- _YOUR OBJECTIVE_
Write out every one of the following entries word for word, changing nothing.

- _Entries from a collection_
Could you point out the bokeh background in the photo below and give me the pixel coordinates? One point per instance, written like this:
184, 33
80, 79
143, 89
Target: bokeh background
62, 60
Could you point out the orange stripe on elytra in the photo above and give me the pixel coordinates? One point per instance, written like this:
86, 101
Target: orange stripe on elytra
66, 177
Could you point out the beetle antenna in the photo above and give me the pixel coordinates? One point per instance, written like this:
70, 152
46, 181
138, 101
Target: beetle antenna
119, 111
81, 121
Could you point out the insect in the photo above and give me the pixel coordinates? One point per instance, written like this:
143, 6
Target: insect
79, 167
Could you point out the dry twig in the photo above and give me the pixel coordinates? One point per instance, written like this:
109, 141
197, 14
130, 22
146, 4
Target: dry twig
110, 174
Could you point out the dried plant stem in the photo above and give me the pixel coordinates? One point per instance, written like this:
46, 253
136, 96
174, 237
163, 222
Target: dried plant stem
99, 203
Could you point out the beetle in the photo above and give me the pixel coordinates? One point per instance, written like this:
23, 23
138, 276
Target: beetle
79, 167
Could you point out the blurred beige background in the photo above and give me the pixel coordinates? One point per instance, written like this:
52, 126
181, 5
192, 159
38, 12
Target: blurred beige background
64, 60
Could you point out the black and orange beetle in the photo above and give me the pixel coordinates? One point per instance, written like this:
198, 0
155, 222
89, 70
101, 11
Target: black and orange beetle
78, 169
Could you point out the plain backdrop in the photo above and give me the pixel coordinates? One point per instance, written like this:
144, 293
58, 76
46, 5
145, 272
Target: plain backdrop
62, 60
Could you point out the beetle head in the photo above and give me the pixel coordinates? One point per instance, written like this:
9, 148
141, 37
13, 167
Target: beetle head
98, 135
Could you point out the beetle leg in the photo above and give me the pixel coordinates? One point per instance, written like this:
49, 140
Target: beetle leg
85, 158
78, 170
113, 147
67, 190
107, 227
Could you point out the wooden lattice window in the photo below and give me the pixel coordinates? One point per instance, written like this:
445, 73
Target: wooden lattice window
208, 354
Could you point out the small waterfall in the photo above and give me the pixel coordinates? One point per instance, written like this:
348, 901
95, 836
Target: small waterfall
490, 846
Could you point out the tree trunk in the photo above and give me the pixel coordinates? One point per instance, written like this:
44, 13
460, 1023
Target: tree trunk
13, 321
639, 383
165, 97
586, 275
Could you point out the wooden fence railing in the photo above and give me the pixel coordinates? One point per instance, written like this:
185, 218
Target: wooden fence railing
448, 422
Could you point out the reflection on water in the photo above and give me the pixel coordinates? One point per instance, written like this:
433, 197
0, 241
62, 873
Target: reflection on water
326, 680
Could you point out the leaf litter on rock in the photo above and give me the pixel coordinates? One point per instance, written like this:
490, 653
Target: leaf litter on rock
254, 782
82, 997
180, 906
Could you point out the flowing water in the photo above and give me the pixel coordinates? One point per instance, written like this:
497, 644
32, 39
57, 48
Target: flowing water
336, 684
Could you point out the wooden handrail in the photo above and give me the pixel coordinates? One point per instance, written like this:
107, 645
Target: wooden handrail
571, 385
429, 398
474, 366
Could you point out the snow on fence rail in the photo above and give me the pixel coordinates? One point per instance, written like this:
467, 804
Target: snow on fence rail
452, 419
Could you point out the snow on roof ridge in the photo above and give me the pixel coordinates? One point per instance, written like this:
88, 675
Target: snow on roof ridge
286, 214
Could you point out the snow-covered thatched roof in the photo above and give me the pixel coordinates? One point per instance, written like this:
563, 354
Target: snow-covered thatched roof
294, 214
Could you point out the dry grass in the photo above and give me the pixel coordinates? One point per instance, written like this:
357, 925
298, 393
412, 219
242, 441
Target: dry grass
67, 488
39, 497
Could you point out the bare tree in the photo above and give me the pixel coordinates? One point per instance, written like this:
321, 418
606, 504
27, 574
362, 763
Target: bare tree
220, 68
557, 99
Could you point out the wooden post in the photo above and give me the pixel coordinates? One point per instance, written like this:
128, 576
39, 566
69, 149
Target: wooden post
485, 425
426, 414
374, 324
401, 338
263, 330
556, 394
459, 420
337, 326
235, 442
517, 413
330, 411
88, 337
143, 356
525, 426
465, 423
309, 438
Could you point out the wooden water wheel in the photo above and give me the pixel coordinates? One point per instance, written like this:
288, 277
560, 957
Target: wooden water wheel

- _RESULT_
Could you point out the bokeh background in the photo below and give me the pixel coordinates? One point per instance, written like this:
184, 33
80, 79
143, 89
Target: bokeh background
62, 60
Could you point out the orange stripe on elytra in the photo above and give me the pixel coordinates? One point per instance, written like this:
86, 101
Target: orange stripe on elytra
66, 177
Could you point out the beetle antenna in the photo above and give me the pixel coordinates? One point per instance, written like this:
70, 152
46, 181
138, 101
Target: beetle antenna
119, 111
81, 121
Could you point out the insect in the photo above and give me the pixel coordinates? One point per instance, written like this:
143, 6
Target: insect
79, 167
Could you point out the dry twig in the photo above and give me the pixel coordinates? One point per instance, written like this:
109, 141
197, 14
130, 22
146, 4
Target: dry twig
110, 174
Could you point out the dried plant stem in the photo above and give me the pixel coordinates? One point per instance, written like this:
46, 253
136, 96
174, 237
163, 222
Target: dried plant stem
99, 203
Could you point out the beetle in the photo above and give me the pixel coordinates? One point per instance, written like this:
23, 23
138, 276
Target: beetle
79, 167
Could you point out the blurred beige background in the photo above and give me the pixel coordinates? One point per instance, written like this:
52, 126
181, 5
192, 159
38, 12
Target: blurred beige background
64, 60
Could you point out the black and orange beetle in the photo above and give me the pixel coordinates? One point per instance, written like this:
198, 0
155, 222
89, 70
101, 11
Target: black and orange beetle
78, 169
Could you point out the plain backdrop in the photo above and give me the pixel coordinates? One point per instance, written like this:
144, 293
58, 76
46, 5
145, 272
Target: plain backdrop
62, 60
Could you point out the beetle head in the photo above and give me the pixel coordinates? One point per instance, written like this:
9, 148
141, 37
13, 167
Target: beetle head
98, 135
Could you point out the beetle leg in the photo above and give me the pixel coordinates? One point per instance, written like this:
49, 140
Target: beetle leg
85, 158
78, 170
113, 147
67, 190
107, 227
Could you point out the wooden lattice window in the photo below and give me the pixel coordinates? One point per instance, written like this:
445, 73
Target: wooden lattice window
208, 354
Could you point out the small waterfall in the photo above and give me the pixel coordinates? One point per instance, written like this:
348, 901
95, 836
Target: small waterfall
490, 846
Could you point out the tree trunk in the photo above and give me the pixel coordinates? One point per instance, written like this:
44, 13
460, 1023
Target: tree trunk
13, 321
639, 383
165, 97
586, 275
Could you point out the wooden fence railing in the photo above and give me the pixel coordinates? One point per instance, written like this:
185, 218
Target: wooden fence railing
448, 422
Could you point out the reflection on water in the photo above and give me the pixel coordinates? One point per instance, written like this:
433, 197
0, 241
62, 873
Target: reflection on water
326, 680
Could you point out the leaf litter on rock in the photo above and give me the pixel coordinates? One point per instance, written like this:
490, 653
Target: leaf litter on rock
254, 782
82, 997
180, 906
Could you point out the flowing water in the photo above and give me the pixel coordinates? One point per instance, written like this:
497, 644
32, 39
57, 48
Target: flowing water
336, 684
Could you point out the wooden handrail in the photo above and give me the pixel coordinates? One point per instance, written like this:
107, 645
Target: wooden handrail
571, 385
429, 398
474, 366
Could you point out the snow on fence rail in the photo above and give me the pixel coordinates? One point per instance, written like this:
467, 804
Target: snow on fence rail
452, 419
Could you point out the snow on roof ridge in the photo above and give me the pixel coordinates? One point per instance, written like this:
88, 675
Target: snow on roof ridge
286, 214
Could you point out the snow-covered thatched roof in the photo above and give me the pixel coordinates? One point per instance, written like this:
563, 354
Target: snow-covered thatched roof
294, 214
Could you point out the dry grass in the photo above and give me the pixel coordinates? One point per instance, written like this:
357, 925
298, 393
412, 219
242, 441
Target: dry grass
67, 488
39, 497
Could you point out the bare tree in the photo above and give me the pixel coordinates? One point per instance, written like this:
321, 418
606, 504
27, 574
362, 763
Target: bare tree
220, 68
557, 99
Could you point out the wooden post in the photo above and give me the pixel coordinates? One point per instance, written like this:
128, 576
39, 566
69, 149
Target: wooden post
485, 425
426, 414
374, 324
401, 338
263, 330
556, 394
459, 420
337, 326
235, 442
517, 413
330, 411
88, 337
143, 356
525, 426
465, 423
309, 438
Could you point out the wooden water wheel in the photo above and give me the pixel coordinates? One point per instance, written like this:
288, 277
560, 957
Target: wooden water wheel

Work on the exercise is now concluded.